▶ [WORK TASK]
Since only the written part is wanted, repeat the records exactly and omit the pictures.

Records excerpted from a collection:
▬▬▬▬▬▬▬▬▬▬

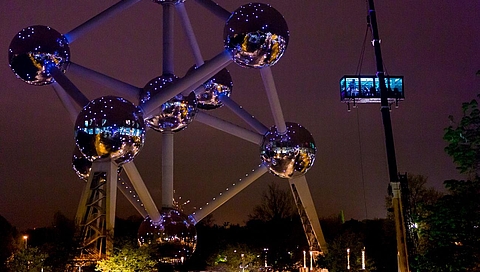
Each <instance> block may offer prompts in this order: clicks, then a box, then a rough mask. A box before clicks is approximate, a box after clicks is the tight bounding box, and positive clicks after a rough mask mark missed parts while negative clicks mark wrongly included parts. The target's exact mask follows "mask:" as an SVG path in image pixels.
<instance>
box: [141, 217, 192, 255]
mask: <svg viewBox="0 0 480 272" xmlns="http://www.w3.org/2000/svg"><path fill="white" fill-rule="evenodd" d="M161 218H162V220H161V222H159V223H154V222H152V221H151V220H150V219H149V218H147V219H145V220H144V221H143V222H142V224H141V225H140V228H139V230H138V242H139V244H140V245H154V246H155V249H156V251H157V254H158V256H159V257H160V259H161V261H162V262H171V263H179V262H180V261H181V260H182V258H183V259H186V258H189V257H190V256H191V255H192V254H193V252H194V251H195V248H196V245H197V231H196V229H195V220H194V219H193V218H192V217H190V216H187V215H185V214H183V213H182V212H180V211H178V210H176V209H173V208H162V211H161Z"/></svg>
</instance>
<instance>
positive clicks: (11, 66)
mask: <svg viewBox="0 0 480 272" xmlns="http://www.w3.org/2000/svg"><path fill="white" fill-rule="evenodd" d="M69 59H70V49H69V46H68V42H67V40H66V39H65V37H64V36H63V35H62V34H60V33H59V32H58V31H56V30H55V29H53V28H50V27H48V26H42V25H35V26H29V27H27V28H24V29H22V30H21V31H20V32H18V33H17V35H15V37H14V38H13V40H12V42H11V43H10V47H9V49H8V61H9V64H10V68H12V70H13V72H14V73H15V75H17V77H18V78H20V79H22V80H23V81H24V82H26V83H28V84H31V85H36V86H41V85H45V84H50V83H53V82H54V79H53V77H52V75H51V74H50V73H49V71H48V68H49V66H55V67H57V68H58V69H59V70H61V71H63V72H64V71H65V69H66V66H67V63H68V62H69Z"/></svg>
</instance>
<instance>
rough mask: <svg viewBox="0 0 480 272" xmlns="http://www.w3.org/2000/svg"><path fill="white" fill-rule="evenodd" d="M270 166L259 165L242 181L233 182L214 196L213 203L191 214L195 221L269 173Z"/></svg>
mask: <svg viewBox="0 0 480 272" xmlns="http://www.w3.org/2000/svg"><path fill="white" fill-rule="evenodd" d="M267 171H268V168H267V167H266V166H264V165H263V164H262V165H260V166H259V168H258V169H256V170H253V171H252V173H251V174H250V175H246V177H245V178H243V179H241V181H240V182H238V183H236V184H233V187H232V188H227V190H226V191H225V192H223V193H221V194H220V196H218V197H216V198H213V202H212V203H207V205H206V206H204V207H202V208H200V209H199V210H198V211H196V212H194V213H193V214H192V215H191V216H192V217H193V218H194V219H195V222H197V223H198V222H199V221H200V220H202V219H203V218H205V217H206V216H207V215H209V214H210V213H212V212H213V211H215V210H216V209H218V208H219V207H220V206H222V205H223V204H225V202H227V201H228V200H230V199H231V198H232V197H234V196H235V195H237V194H238V193H240V192H241V191H242V190H243V189H245V188H247V186H248V185H250V184H252V183H253V182H254V181H255V180H257V179H259V178H260V177H261V176H263V174H265V173H267Z"/></svg>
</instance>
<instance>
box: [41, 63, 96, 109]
mask: <svg viewBox="0 0 480 272" xmlns="http://www.w3.org/2000/svg"><path fill="white" fill-rule="evenodd" d="M49 72H50V73H51V74H52V76H53V78H54V79H55V81H56V82H57V83H58V85H60V86H62V88H63V89H64V90H65V91H66V92H67V94H68V95H69V96H70V97H71V98H72V99H73V100H74V101H75V102H76V103H77V104H78V105H79V106H80V107H82V108H83V107H84V106H85V105H87V104H88V102H90V100H88V98H87V97H86V96H85V95H84V94H83V93H82V92H81V91H80V90H79V89H78V88H77V86H75V85H74V84H73V83H72V82H71V81H70V79H68V77H67V76H66V75H65V74H64V73H63V72H62V71H60V69H58V68H57V67H55V66H52V67H50V70H49Z"/></svg>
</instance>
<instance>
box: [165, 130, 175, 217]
mask: <svg viewBox="0 0 480 272" xmlns="http://www.w3.org/2000/svg"><path fill="white" fill-rule="evenodd" d="M162 207H168V208H171V207H173V132H172V131H164V132H163V133H162Z"/></svg>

▬▬▬▬▬▬▬▬▬▬

▶ [RESULT OF THIS TASK]
Each <instance> block may offer prompts in this order: clicks, then a box, then a rough mask. A box before clicks is approximate, a box after clicks is the tight bounding box, and positive clicks after a rough mask mark missed parts while negative clicks mark wrongly included parts. The target's exact mask follows "mask:" as an SVG path in image pixels.
<instance>
box: [141, 217, 192, 255]
mask: <svg viewBox="0 0 480 272" xmlns="http://www.w3.org/2000/svg"><path fill="white" fill-rule="evenodd" d="M161 218H162V220H161V222H159V223H154V222H152V221H151V220H150V219H149V218H147V219H145V220H144V221H143V222H142V224H141V225H140V228H139V230H138V242H139V244H140V245H154V246H155V249H156V251H157V254H158V256H159V257H160V259H161V261H162V262H171V263H179V262H180V261H181V260H182V258H183V259H186V258H189V257H190V256H191V255H192V254H193V252H194V251H195V248H196V245H197V231H196V229H195V220H194V219H193V218H192V217H190V216H187V215H185V214H183V213H182V212H180V211H178V210H176V209H173V208H162V211H161Z"/></svg>
</instance>
<instance>
positive clicks: (11, 66)
mask: <svg viewBox="0 0 480 272" xmlns="http://www.w3.org/2000/svg"><path fill="white" fill-rule="evenodd" d="M69 59H70V49H69V46H68V42H67V40H66V39H65V37H64V36H63V35H62V34H60V33H59V32H58V31H56V30H55V29H53V28H50V27H48V26H42V25H35V26H29V27H27V28H24V29H22V30H21V31H20V32H18V33H17V35H15V37H14V38H13V40H12V42H11V43H10V47H9V49H8V61H9V64H10V68H12V70H13V72H14V73H15V75H17V77H18V78H20V79H22V80H23V81H24V82H26V83H28V84H31V85H36V86H41V85H45V84H50V83H53V82H54V79H53V77H52V75H51V74H50V73H49V71H48V68H49V66H55V67H57V68H58V69H59V70H61V71H63V72H64V71H65V69H66V66H67V63H68V62H69Z"/></svg>
</instance>
<instance>
rough mask: <svg viewBox="0 0 480 272" xmlns="http://www.w3.org/2000/svg"><path fill="white" fill-rule="evenodd" d="M270 166L259 165L242 181L233 182L214 196L213 203L191 214L195 221L269 173Z"/></svg>
mask: <svg viewBox="0 0 480 272" xmlns="http://www.w3.org/2000/svg"><path fill="white" fill-rule="evenodd" d="M267 171H268V168H267V167H266V166H264V165H263V164H262V165H260V166H259V168H258V169H256V170H253V171H252V173H251V174H250V175H246V177H245V178H243V179H241V181H240V182H238V183H236V184H233V187H232V188H227V190H226V191H225V192H223V193H221V194H220V196H218V197H216V198H213V202H212V203H207V205H206V206H204V207H202V208H200V209H199V210H198V211H196V212H194V213H193V214H192V215H191V216H192V217H193V218H194V219H195V222H197V223H198V222H199V221H200V220H202V219H203V218H205V217H206V216H207V215H209V214H210V213H212V212H213V211H215V210H216V209H218V208H219V207H220V206H222V205H223V204H225V202H227V201H228V200H230V199H231V198H232V197H234V196H235V195H237V194H238V193H240V192H241V191H242V190H243V189H245V188H247V186H248V185H250V184H252V183H253V182H254V181H255V180H257V179H259V178H260V177H261V176H263V174H265V173H267Z"/></svg>
</instance>
<instance>
box: [41, 63, 96, 109]
mask: <svg viewBox="0 0 480 272" xmlns="http://www.w3.org/2000/svg"><path fill="white" fill-rule="evenodd" d="M49 72H50V73H51V74H52V76H53V78H54V79H55V81H56V82H57V83H58V85H60V86H62V88H63V89H64V90H65V91H66V92H67V94H68V95H69V96H70V97H71V98H72V99H73V100H74V101H75V102H76V103H77V104H78V105H79V106H80V107H82V108H83V107H84V106H85V105H87V104H88V102H90V100H88V98H87V97H86V96H85V95H84V94H83V93H82V92H81V91H80V90H79V89H78V88H77V86H75V85H74V84H73V83H72V82H71V81H70V79H68V77H67V76H66V75H65V74H64V73H63V72H62V71H60V69H58V68H57V67H55V66H52V67H50V70H49Z"/></svg>
</instance>
<instance>
box: [165, 130, 175, 217]
mask: <svg viewBox="0 0 480 272" xmlns="http://www.w3.org/2000/svg"><path fill="white" fill-rule="evenodd" d="M162 207H168V208H171V207H173V132H172V131H164V132H163V133H162Z"/></svg>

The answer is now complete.